:: Exercise tasks ::
- A) According to the reply in the forum thread on small writes hampering reads, what statements does each of the ten connections execute? List them in order.
- B) In the forum thread on small writes hampering reads, which PostgreSQL version is bundled with the application?
- C) Write the next part of the forum thread on small writes hampering reads, beginning after its final sentence.

Re: [PERFORM] Can lots of small writes badly hamper reads from other tables?

2012-01-24 Thread Andy Colson

On 1/24/2012 2:16 PM, Dave Crooke wrote:

Hi folks

This could be a sheer volume issue, but I though I would ask the wisdom
of this forum as to next investigative steps.



We use PostgreSQL 8.4.4 which is bundled with our application as a
VMware virtual appliance. The bulk of the app's database activity is
recording performance data points which arrive in farily large sustained
bursts of perhaps 10,000 rows a minute at a medium sized customer, each
of which are logically separate items and being committed as individual
transactions (JDBC auto-commit mode). Our offshore QA team was assigned
to track an intermittent issue with speed of some large queries on other
tables, and they believe based on correlation the two activities may be
contending.


You have 10 connections, all doing:

begin
insert into PERF_RAW_2012_01_24  -- one record
commit


If that's what you're doing, yes, I'd say that's the slowest way possible.

[Source data]
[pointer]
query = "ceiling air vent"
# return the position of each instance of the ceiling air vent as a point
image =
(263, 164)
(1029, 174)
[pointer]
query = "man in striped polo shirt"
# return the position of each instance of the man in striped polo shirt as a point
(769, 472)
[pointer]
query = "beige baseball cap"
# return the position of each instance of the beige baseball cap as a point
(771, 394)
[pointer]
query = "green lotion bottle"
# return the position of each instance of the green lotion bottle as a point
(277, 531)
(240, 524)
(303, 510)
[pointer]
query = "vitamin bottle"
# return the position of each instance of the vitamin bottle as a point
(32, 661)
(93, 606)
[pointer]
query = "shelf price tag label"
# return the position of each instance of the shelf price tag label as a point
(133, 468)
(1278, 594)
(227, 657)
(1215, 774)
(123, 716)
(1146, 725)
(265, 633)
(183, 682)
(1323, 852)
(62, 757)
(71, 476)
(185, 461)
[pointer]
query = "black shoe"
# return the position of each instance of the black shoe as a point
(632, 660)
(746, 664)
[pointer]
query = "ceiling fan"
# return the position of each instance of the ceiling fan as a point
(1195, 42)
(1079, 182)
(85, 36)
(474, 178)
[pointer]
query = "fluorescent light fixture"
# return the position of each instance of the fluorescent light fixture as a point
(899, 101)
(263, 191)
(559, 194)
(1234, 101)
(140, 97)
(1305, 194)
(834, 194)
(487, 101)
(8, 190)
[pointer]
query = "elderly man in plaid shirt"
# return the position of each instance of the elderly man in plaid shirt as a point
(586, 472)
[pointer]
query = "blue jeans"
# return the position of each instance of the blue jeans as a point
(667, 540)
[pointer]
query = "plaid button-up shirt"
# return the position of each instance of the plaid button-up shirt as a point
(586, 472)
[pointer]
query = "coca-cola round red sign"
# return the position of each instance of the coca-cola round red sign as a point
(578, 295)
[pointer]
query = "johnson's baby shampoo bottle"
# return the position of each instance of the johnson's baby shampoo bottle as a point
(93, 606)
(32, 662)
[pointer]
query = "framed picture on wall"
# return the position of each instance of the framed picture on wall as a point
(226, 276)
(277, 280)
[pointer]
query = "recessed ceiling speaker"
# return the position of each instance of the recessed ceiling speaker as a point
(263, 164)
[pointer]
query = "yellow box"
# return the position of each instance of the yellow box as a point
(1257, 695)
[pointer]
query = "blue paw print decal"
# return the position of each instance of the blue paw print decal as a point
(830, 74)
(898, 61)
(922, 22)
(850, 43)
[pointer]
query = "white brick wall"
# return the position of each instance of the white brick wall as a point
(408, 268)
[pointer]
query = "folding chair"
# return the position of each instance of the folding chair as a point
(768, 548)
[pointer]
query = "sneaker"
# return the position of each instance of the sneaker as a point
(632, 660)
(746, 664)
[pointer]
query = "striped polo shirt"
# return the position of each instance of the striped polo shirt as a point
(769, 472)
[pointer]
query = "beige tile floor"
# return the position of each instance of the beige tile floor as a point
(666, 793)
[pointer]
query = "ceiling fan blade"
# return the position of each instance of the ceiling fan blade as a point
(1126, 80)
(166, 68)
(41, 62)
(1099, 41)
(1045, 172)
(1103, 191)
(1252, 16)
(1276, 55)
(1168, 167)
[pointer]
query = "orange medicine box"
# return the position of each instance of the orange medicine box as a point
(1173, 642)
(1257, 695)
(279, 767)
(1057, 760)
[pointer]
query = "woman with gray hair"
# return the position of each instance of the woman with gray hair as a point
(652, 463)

:: The results ::
- A)
1. begin
2. insert into PERF_RAW_2012_01_24 (one record)
3. commit

- B) PostgreSQL 8.4.4.

- C)
Doing this would be faster:

begin
insert into PERF_RAW_2012_01_24  -- one record
insert into PERF_RAW_2012_01_24  -- one record
...
insert into PERF_RAW_2012_01_24  -- one record
commit

Doing this would be even faster:


begin
-- one insert, multiple rows
insert into PERF_RAW_2012_01_24 values (...) (...) (...) ... (...);
insert into PERF_RAW_2012_01_24 values (...) (...) (...) ... (...);
commit

And, fastest of all fastest, use COPY.  But be careful, its so fast 
it'll melt your face off :-)



I didnt even bother trying to pick out the uncommented settings from 
your .conf file.  Way to much work.


VM usually have pretty slow IO, so you might wanna watch vmstat and 
iostat to see if you are IO bound or CPU bound.


Also watching iostat before and after the change might be interesting.

If you you keep having lots and lots of transaction, look into 
commit_delay, it'll help batch commits out to disk  (if I remember 
correctly).


-Andy

--
Sent via pgsql-performance mailing list (pgsql-performance@postgresql.org)
To make changes to your subscription:
http://www.postgresql.org/mailpref/pgsql-performance


Re: [PERFORM] Can lots of small writes badly hamper reads from other tables?

2012-01-24 Thread Tomas Vondra
On 24 Leden 2012, 21:16, Dave Crooke wrote:
 Hi folks

 This could be a sheer volume issue, but I though I would ask the wisdom of
 this forum as to next investigative steps.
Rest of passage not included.